#### [What you have to do]
For each line in the records, produce an exact copy.

#### [Exercise input]
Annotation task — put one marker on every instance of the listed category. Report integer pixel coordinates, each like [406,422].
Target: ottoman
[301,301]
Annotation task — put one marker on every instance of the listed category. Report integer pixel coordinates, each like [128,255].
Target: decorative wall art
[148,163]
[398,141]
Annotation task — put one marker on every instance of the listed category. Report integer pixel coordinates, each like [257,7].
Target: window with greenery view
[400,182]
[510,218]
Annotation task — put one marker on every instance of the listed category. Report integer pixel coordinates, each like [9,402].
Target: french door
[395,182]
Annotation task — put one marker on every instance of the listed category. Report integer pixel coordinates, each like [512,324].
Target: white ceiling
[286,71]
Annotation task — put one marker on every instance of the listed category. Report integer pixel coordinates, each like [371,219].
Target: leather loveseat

#### [Your solution]
Annotation task — put one marker on every instance of the listed category. Report integer pixel coordinates, each like [406,422].
Target: ottoman
[301,301]
Annotation task — put one marker on every instance of the listed category. Report integer pixel coordinates, each like [128,255].
Target: decorative wall art
[148,163]
[398,141]
Annotation task — put one marker on every instance of the listed category. Report integer pixel coordinates, each like [257,7].
Target: window with greenery view
[400,182]
[510,218]
Annotation task — put one marker on every instance of the listed category. Report integer pixel coordinates, each like [9,402].
Target: french door
[395,182]
Annotation task — put one marker on every instance of the listed category. Report integer pixel coordinates, each like [512,324].
Target: white ceiling
[286,71]
Annotation task — put one marker on every instance of the listed category. Report integer pixel coordinates, each like [371,219].
Target: leather loveseat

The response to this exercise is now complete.